TASK DIRECTIONS:
Tally the lines of the material below that contain the string "dress", treating uppercase and lowercase as different. Reply with the count alone.

++++ DATA RECORDS

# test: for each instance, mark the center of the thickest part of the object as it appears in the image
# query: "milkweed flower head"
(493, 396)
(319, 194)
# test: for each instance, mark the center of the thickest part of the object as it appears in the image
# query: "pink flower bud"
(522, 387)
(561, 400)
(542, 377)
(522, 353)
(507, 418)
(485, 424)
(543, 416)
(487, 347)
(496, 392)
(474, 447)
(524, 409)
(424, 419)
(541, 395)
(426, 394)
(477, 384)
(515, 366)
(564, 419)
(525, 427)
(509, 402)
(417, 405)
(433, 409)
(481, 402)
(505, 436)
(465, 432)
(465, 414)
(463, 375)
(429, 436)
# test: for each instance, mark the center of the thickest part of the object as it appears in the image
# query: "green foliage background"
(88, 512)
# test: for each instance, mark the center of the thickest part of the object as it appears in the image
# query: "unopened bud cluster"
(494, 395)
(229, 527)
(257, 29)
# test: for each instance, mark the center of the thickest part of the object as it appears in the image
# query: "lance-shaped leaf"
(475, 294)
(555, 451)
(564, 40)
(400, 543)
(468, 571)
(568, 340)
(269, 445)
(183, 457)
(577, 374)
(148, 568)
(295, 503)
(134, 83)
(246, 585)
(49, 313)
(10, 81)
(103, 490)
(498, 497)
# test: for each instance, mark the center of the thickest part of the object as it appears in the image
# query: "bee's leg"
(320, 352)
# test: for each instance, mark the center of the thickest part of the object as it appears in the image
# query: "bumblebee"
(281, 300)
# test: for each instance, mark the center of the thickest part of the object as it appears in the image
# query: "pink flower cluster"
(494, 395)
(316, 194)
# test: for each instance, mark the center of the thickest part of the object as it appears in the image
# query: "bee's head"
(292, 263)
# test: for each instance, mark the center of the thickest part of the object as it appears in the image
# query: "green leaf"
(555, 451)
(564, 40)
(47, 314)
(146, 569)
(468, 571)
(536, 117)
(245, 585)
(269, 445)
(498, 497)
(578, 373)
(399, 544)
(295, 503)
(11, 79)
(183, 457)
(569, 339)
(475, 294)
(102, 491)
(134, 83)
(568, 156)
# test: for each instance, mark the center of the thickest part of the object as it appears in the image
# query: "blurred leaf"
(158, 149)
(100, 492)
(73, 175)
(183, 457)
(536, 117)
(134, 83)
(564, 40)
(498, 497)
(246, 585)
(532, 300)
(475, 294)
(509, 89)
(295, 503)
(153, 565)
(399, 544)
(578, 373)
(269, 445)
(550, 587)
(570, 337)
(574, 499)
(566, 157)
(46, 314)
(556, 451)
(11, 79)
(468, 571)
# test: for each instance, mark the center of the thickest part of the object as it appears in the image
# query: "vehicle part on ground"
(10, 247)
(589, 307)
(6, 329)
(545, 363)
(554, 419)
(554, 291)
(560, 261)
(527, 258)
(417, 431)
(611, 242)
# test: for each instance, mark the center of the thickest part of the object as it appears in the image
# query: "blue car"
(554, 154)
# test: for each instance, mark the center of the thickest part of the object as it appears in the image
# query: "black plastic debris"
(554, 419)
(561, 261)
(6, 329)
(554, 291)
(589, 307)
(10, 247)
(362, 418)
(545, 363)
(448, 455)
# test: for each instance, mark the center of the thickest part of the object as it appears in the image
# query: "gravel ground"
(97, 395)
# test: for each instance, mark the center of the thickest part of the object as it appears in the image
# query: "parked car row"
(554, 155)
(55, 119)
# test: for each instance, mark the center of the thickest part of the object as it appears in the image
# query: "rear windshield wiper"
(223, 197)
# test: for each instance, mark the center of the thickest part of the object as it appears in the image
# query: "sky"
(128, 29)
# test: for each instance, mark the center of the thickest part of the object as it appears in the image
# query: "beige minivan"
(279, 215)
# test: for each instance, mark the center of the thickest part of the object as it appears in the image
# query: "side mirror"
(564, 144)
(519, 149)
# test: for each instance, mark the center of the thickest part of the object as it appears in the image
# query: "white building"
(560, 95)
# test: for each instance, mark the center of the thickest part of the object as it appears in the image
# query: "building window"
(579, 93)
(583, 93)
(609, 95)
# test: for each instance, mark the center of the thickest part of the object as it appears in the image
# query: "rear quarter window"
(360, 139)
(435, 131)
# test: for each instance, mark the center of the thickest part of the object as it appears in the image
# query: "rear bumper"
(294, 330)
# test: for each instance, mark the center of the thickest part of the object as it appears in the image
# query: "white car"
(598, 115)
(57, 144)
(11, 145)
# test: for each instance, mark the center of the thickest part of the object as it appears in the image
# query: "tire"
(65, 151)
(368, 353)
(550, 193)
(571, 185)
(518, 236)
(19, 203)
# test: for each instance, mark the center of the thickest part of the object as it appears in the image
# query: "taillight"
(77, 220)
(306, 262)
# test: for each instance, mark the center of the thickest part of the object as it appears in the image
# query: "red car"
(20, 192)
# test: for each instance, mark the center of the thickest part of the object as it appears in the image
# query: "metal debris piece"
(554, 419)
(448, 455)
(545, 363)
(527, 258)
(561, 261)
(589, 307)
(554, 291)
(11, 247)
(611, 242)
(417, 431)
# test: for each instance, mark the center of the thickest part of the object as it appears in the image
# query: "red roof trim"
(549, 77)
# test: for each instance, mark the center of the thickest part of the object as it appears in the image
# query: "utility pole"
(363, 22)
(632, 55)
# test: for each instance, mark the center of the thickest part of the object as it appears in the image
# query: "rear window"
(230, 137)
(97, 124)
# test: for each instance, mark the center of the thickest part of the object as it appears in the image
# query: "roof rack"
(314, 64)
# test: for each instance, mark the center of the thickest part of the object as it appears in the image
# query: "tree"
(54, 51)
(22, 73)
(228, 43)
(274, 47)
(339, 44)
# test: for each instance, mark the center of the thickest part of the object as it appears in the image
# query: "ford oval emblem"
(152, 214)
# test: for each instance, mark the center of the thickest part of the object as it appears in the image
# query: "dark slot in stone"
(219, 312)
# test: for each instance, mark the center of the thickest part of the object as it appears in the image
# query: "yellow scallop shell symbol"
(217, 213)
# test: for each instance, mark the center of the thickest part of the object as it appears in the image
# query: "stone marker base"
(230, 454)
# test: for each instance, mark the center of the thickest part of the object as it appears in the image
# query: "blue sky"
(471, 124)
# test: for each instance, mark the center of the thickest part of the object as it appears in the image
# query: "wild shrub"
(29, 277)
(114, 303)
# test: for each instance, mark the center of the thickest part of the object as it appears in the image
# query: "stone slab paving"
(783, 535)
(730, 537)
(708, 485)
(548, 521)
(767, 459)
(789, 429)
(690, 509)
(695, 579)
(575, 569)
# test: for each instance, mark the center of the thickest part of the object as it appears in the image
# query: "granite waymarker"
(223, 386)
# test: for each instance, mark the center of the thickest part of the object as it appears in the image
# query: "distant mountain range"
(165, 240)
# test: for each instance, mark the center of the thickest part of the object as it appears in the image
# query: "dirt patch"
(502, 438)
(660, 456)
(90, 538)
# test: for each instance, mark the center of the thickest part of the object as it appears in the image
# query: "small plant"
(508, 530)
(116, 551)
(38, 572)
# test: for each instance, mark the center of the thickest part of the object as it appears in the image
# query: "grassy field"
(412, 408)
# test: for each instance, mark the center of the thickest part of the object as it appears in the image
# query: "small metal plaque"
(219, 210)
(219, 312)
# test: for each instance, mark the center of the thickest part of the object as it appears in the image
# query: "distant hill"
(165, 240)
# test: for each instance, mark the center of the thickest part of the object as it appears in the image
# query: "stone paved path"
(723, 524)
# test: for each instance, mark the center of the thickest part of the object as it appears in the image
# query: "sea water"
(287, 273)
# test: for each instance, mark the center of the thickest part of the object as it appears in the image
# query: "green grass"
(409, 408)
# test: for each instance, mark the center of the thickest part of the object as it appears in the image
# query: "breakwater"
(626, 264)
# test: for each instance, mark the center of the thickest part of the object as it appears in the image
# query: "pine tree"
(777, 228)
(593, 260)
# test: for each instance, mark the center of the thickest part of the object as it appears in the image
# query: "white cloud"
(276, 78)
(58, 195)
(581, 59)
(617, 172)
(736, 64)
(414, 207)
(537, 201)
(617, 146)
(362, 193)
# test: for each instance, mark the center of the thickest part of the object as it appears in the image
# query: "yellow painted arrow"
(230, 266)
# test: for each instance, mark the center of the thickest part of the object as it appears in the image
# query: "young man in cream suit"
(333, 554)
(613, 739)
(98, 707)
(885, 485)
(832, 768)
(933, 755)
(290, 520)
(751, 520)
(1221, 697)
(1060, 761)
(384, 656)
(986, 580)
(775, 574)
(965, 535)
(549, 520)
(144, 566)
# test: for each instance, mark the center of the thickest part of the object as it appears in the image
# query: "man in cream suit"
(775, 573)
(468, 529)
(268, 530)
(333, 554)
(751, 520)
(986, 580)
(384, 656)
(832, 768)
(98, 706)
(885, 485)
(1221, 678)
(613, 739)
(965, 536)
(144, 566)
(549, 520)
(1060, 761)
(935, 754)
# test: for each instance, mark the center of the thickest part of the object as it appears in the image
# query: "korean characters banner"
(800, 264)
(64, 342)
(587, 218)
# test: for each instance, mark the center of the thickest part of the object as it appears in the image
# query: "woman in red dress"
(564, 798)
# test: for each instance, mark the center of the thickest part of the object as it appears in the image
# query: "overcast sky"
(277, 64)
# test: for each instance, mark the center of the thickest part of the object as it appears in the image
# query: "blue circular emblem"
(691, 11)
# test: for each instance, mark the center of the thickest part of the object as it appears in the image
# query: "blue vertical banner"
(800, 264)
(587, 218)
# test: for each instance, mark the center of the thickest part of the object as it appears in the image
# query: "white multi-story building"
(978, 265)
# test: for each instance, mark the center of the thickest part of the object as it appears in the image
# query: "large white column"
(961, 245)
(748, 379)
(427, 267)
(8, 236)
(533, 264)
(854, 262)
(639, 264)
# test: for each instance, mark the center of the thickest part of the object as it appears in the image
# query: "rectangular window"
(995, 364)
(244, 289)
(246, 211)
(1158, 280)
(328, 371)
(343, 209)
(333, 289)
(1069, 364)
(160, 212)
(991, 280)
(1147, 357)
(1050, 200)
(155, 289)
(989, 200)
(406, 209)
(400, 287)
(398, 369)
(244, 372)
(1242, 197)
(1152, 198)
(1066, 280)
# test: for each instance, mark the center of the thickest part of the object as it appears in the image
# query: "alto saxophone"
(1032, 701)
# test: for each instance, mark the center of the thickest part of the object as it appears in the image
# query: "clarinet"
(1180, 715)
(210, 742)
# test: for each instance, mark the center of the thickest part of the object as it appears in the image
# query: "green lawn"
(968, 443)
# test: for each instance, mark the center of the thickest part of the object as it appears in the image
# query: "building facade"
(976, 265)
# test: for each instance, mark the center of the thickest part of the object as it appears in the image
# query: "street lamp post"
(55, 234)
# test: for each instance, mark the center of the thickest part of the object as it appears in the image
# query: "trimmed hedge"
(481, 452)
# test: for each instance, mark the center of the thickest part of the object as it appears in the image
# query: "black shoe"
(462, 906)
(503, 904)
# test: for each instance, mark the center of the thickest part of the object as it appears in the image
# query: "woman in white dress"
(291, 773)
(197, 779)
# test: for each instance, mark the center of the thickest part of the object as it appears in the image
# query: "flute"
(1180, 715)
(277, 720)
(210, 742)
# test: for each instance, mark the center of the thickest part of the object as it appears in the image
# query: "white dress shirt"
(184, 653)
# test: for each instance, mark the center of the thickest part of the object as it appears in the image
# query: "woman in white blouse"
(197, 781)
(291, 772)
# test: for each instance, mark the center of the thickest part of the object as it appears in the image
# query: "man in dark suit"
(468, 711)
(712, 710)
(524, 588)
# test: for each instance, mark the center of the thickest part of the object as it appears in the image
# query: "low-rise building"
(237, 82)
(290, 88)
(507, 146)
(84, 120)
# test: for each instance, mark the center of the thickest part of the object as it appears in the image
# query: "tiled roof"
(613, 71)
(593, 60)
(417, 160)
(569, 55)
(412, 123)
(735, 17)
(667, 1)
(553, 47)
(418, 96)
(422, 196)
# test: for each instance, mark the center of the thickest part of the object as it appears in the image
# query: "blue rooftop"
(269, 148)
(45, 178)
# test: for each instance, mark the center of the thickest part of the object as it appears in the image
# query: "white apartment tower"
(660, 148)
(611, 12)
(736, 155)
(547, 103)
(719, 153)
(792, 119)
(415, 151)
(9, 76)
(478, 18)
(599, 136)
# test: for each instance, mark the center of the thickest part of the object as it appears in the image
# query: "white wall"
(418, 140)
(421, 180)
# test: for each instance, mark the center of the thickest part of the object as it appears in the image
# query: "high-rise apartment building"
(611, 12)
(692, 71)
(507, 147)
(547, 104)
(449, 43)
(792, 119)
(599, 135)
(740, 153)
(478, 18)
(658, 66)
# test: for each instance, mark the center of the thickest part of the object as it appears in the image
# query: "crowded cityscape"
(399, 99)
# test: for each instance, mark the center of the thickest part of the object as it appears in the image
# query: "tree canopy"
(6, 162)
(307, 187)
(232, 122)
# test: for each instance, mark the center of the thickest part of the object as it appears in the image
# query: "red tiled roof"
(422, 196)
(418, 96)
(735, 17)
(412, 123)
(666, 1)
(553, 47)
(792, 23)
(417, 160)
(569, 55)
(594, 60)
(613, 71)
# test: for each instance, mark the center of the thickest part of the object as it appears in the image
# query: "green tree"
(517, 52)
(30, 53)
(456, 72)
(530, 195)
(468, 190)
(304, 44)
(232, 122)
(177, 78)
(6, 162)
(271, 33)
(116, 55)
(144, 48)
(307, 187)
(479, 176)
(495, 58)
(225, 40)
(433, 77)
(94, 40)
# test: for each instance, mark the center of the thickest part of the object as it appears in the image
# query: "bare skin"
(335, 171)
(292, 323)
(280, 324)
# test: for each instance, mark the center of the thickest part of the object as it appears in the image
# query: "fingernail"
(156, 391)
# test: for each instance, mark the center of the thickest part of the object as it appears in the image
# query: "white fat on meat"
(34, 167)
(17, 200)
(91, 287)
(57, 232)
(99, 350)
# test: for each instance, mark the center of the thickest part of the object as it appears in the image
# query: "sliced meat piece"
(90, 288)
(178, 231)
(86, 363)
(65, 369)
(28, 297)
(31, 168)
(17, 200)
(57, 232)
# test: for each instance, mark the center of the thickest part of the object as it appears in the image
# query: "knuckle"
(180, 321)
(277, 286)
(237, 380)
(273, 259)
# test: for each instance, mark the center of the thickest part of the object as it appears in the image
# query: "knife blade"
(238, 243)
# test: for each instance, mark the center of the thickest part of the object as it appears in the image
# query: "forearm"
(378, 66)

++++++++

EXERCISE RESPONSE:
3